Carry on the article below about Everpure's claims for TurboQuant and KV cache, starting from where it stops.

SOURCE TEXT:

====================

Everpure says TurboQuant turns KV cache into a storage problem

Everpure blogger Robert Alvarez says FlashBlade and the TurboQuant compression means "the KV cache is no longer a memory capacity problem. It’s a storage I/O problem, and storage I/O is a problem Everpure knows how to solve."

TurboQuant is described in a Google research paper, and is a mathematical way of near-losslessly compressing the vector data in a GPU's KV cache, which resides in its high-bandwidth memory (HBM), by 5x.

Alvarez has a PhD in applied mathematics and is a Senior AI Solutions Architect at Everpure. He has written two TurboQuant-related blogs, TurboQuant Compresses KV Cache by 5X. Does That Mean You Need Less Memory? with Everpure's Jean-Baptiste Thomas, and Up to 10X Faster KV Cache Restore: TurboQuant Meets FlashBlade.

====================

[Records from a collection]
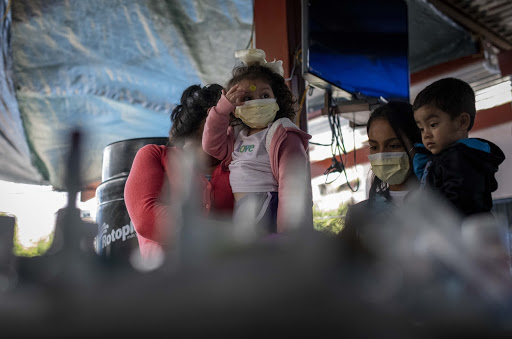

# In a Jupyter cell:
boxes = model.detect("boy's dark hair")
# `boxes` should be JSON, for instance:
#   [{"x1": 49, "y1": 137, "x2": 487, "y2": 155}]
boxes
[
  {"x1": 227, "y1": 64, "x2": 297, "y2": 121},
  {"x1": 412, "y1": 78, "x2": 476, "y2": 131},
  {"x1": 169, "y1": 84, "x2": 222, "y2": 147},
  {"x1": 366, "y1": 101, "x2": 421, "y2": 201}
]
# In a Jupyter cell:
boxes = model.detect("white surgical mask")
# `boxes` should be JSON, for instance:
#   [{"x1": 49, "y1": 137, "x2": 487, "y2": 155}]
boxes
[
  {"x1": 368, "y1": 152, "x2": 410, "y2": 185},
  {"x1": 235, "y1": 98, "x2": 279, "y2": 128}
]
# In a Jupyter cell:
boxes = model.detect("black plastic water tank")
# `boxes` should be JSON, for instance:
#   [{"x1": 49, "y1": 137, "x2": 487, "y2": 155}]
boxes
[{"x1": 96, "y1": 137, "x2": 169, "y2": 262}]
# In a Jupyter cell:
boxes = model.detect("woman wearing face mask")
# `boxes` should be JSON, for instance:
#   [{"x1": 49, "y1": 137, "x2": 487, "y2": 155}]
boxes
[{"x1": 342, "y1": 101, "x2": 421, "y2": 236}]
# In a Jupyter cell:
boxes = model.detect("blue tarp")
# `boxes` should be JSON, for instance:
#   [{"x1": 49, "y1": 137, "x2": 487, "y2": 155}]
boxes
[{"x1": 0, "y1": 0, "x2": 253, "y2": 189}]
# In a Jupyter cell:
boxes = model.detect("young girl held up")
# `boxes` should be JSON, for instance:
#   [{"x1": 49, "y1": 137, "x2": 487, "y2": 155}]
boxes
[{"x1": 202, "y1": 49, "x2": 313, "y2": 233}]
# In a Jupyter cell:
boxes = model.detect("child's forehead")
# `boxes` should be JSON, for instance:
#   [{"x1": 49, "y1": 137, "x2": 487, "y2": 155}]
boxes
[{"x1": 414, "y1": 105, "x2": 450, "y2": 119}]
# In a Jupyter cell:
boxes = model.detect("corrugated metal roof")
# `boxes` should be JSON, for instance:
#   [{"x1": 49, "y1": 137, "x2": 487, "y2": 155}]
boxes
[{"x1": 429, "y1": 0, "x2": 512, "y2": 51}]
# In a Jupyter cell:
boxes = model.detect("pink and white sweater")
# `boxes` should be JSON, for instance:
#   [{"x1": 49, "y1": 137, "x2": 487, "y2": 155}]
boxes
[{"x1": 203, "y1": 95, "x2": 313, "y2": 232}]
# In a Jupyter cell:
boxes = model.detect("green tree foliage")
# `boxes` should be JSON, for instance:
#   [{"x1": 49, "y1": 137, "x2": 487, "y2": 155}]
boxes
[
  {"x1": 0, "y1": 212, "x2": 53, "y2": 257},
  {"x1": 313, "y1": 203, "x2": 349, "y2": 234}
]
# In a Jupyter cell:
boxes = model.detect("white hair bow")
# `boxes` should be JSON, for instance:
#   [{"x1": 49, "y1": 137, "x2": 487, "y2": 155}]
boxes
[{"x1": 235, "y1": 48, "x2": 284, "y2": 76}]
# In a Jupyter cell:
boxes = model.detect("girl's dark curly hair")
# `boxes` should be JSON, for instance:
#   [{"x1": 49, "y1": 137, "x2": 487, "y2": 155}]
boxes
[
  {"x1": 227, "y1": 64, "x2": 297, "y2": 121},
  {"x1": 366, "y1": 101, "x2": 421, "y2": 202},
  {"x1": 169, "y1": 84, "x2": 222, "y2": 147}
]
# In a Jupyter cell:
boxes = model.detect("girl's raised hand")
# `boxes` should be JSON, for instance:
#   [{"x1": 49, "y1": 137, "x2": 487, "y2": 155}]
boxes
[{"x1": 226, "y1": 84, "x2": 246, "y2": 106}]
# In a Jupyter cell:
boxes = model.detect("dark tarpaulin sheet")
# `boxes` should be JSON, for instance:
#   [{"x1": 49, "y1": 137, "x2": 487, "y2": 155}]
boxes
[
  {"x1": 0, "y1": 0, "x2": 43, "y2": 184},
  {"x1": 8, "y1": 0, "x2": 253, "y2": 189},
  {"x1": 406, "y1": 0, "x2": 478, "y2": 73}
]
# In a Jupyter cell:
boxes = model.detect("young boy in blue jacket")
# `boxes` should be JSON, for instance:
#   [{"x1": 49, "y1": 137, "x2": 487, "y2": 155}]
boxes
[{"x1": 413, "y1": 78, "x2": 505, "y2": 216}]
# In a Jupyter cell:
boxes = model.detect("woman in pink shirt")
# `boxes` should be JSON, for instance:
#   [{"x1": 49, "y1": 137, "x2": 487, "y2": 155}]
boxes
[{"x1": 124, "y1": 84, "x2": 234, "y2": 259}]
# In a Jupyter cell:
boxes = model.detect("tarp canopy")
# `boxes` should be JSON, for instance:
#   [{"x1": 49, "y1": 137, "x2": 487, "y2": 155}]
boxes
[
  {"x1": 0, "y1": 0, "x2": 253, "y2": 189},
  {"x1": 0, "y1": 0, "x2": 476, "y2": 190}
]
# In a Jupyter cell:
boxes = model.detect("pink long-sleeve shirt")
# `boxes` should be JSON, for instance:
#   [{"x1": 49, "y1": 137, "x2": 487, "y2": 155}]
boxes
[{"x1": 202, "y1": 95, "x2": 313, "y2": 232}]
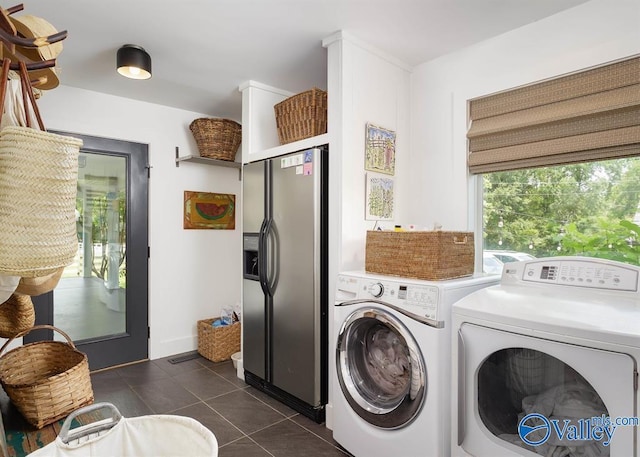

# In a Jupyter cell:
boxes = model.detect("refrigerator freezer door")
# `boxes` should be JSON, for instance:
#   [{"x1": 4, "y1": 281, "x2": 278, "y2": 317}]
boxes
[
  {"x1": 242, "y1": 162, "x2": 267, "y2": 379},
  {"x1": 270, "y1": 150, "x2": 321, "y2": 406}
]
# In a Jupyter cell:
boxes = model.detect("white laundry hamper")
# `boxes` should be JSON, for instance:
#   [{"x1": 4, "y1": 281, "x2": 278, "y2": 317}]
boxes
[{"x1": 29, "y1": 403, "x2": 218, "y2": 457}]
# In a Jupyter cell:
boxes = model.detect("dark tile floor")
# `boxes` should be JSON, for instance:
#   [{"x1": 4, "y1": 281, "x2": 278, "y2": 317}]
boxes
[{"x1": 5, "y1": 356, "x2": 349, "y2": 457}]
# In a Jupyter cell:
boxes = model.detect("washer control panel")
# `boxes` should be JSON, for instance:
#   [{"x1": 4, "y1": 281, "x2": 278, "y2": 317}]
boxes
[
  {"x1": 503, "y1": 258, "x2": 640, "y2": 292},
  {"x1": 359, "y1": 281, "x2": 439, "y2": 320}
]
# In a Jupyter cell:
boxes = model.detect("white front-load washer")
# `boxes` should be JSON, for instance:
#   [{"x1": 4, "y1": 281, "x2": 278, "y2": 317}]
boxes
[
  {"x1": 331, "y1": 272, "x2": 499, "y2": 457},
  {"x1": 451, "y1": 257, "x2": 640, "y2": 457}
]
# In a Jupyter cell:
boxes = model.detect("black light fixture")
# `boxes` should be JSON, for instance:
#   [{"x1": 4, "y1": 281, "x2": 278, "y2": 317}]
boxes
[{"x1": 116, "y1": 44, "x2": 151, "y2": 79}]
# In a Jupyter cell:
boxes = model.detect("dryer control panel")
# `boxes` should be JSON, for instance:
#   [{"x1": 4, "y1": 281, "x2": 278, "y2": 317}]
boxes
[{"x1": 502, "y1": 257, "x2": 640, "y2": 292}]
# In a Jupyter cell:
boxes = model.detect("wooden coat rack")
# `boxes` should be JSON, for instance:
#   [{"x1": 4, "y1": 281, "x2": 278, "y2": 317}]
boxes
[{"x1": 0, "y1": 4, "x2": 67, "y2": 88}]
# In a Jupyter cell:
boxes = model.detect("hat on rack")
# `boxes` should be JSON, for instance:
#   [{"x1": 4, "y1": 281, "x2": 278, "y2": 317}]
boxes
[
  {"x1": 0, "y1": 293, "x2": 36, "y2": 338},
  {"x1": 15, "y1": 267, "x2": 64, "y2": 297},
  {"x1": 2, "y1": 14, "x2": 62, "y2": 90}
]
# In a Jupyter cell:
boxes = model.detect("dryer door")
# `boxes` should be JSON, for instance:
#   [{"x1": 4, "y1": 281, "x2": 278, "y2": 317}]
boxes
[
  {"x1": 454, "y1": 323, "x2": 637, "y2": 456},
  {"x1": 336, "y1": 306, "x2": 427, "y2": 429}
]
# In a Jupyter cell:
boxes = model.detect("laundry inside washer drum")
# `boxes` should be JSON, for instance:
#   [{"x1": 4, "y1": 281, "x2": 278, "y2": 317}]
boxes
[{"x1": 362, "y1": 324, "x2": 411, "y2": 402}]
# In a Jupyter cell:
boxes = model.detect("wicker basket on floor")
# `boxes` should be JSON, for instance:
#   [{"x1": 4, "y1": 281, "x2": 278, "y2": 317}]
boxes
[
  {"x1": 0, "y1": 325, "x2": 93, "y2": 429},
  {"x1": 273, "y1": 87, "x2": 327, "y2": 144},
  {"x1": 198, "y1": 317, "x2": 240, "y2": 362},
  {"x1": 189, "y1": 118, "x2": 242, "y2": 162}
]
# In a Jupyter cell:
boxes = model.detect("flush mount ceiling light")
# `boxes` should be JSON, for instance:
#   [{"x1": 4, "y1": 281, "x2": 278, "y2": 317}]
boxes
[{"x1": 116, "y1": 44, "x2": 151, "y2": 79}]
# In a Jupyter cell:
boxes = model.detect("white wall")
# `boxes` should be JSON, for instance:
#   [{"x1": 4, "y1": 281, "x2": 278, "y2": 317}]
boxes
[
  {"x1": 409, "y1": 0, "x2": 640, "y2": 230},
  {"x1": 38, "y1": 87, "x2": 242, "y2": 359}
]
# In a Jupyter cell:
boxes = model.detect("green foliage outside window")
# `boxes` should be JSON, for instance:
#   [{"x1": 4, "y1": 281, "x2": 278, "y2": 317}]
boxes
[{"x1": 483, "y1": 158, "x2": 640, "y2": 265}]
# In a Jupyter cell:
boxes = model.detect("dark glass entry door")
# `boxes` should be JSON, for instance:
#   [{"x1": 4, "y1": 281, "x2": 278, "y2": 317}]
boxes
[{"x1": 26, "y1": 134, "x2": 148, "y2": 370}]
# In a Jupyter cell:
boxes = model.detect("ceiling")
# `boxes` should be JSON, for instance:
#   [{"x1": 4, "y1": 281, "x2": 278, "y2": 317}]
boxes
[{"x1": 18, "y1": 0, "x2": 588, "y2": 120}]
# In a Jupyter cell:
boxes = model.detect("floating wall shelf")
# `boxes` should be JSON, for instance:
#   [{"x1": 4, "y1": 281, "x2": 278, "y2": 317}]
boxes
[{"x1": 176, "y1": 146, "x2": 242, "y2": 179}]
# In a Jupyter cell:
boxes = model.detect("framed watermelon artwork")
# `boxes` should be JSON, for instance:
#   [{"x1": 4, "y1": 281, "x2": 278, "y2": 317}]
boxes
[{"x1": 183, "y1": 190, "x2": 236, "y2": 230}]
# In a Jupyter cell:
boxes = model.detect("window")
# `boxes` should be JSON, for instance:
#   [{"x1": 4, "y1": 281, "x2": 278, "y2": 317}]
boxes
[
  {"x1": 481, "y1": 158, "x2": 640, "y2": 273},
  {"x1": 467, "y1": 56, "x2": 640, "y2": 272}
]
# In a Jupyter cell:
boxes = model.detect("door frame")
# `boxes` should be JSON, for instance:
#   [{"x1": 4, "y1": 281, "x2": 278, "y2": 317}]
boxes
[{"x1": 29, "y1": 131, "x2": 150, "y2": 370}]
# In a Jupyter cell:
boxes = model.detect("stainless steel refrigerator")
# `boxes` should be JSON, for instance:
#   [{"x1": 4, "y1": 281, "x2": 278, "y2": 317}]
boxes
[{"x1": 242, "y1": 145, "x2": 329, "y2": 422}]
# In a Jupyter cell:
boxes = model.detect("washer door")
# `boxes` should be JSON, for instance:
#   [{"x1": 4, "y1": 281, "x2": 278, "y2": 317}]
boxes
[{"x1": 336, "y1": 307, "x2": 427, "y2": 429}]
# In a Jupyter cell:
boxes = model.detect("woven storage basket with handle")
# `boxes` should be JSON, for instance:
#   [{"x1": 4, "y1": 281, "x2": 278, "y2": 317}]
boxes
[
  {"x1": 198, "y1": 318, "x2": 240, "y2": 362},
  {"x1": 0, "y1": 325, "x2": 93, "y2": 428},
  {"x1": 189, "y1": 118, "x2": 242, "y2": 162},
  {"x1": 273, "y1": 87, "x2": 327, "y2": 144},
  {"x1": 0, "y1": 58, "x2": 82, "y2": 278},
  {"x1": 365, "y1": 230, "x2": 475, "y2": 280}
]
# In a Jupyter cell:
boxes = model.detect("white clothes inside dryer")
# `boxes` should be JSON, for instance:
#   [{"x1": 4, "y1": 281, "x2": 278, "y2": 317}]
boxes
[{"x1": 478, "y1": 348, "x2": 610, "y2": 457}]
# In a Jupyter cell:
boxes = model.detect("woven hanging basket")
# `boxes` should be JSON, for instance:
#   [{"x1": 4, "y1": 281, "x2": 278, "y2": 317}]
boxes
[
  {"x1": 0, "y1": 293, "x2": 36, "y2": 338},
  {"x1": 0, "y1": 126, "x2": 82, "y2": 277},
  {"x1": 189, "y1": 118, "x2": 242, "y2": 162},
  {"x1": 0, "y1": 325, "x2": 93, "y2": 428}
]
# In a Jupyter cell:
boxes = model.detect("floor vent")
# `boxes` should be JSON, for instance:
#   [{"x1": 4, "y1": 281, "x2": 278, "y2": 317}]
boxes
[{"x1": 168, "y1": 351, "x2": 200, "y2": 363}]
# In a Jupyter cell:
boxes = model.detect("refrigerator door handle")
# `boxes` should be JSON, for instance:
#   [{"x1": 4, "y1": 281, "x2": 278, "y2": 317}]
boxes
[
  {"x1": 258, "y1": 219, "x2": 271, "y2": 295},
  {"x1": 265, "y1": 219, "x2": 280, "y2": 296}
]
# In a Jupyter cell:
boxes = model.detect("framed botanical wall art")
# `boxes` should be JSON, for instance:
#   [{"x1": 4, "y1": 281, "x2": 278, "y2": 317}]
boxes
[
  {"x1": 183, "y1": 190, "x2": 236, "y2": 230},
  {"x1": 365, "y1": 173, "x2": 393, "y2": 221},
  {"x1": 364, "y1": 124, "x2": 396, "y2": 175}
]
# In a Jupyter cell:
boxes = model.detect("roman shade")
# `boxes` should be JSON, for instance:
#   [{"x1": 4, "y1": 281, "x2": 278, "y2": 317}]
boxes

====================

RESULT OF THIS EXERCISE:
He lays out the basic problem: "Running a 70B parameter model for 128 concurrent users at 32K context consumes roughly 2.6 TB of KV cache memory. That's HBM on your GPUs, the scarcest and most expensive resource in your inference stack. An H100 gives you 80 GB of it. Even the B200, Nvidia's current flagship, tops out at 192 GB."

If the KV cache data can be compressed, more will fit in HBM. A 5x compression of 2.6 TB turns it into 520 GB, still more than a B200's 192 GB, but now you need 3 x H100s instead of 14 x H100s to hold the data in HBM. 

Referring to a diagram (below), Alvarez describes the main part of TurboQuant's operation like this: "The TurboQuant pipeline in four steps: Start with raw 128-dimensional vectors (1), extract magnitude and apply a random orthogonal rotation (2), quantize each coordinate to one of eight levels (3 bits) using the concentrated post-rotation distribution (3), then reverse the process to reconstruct (4). Original (blue) vs. reconstructed (red) shows cosine similarity of 0.94 on synthetic data; real model KV tensors achieve higher fidelity."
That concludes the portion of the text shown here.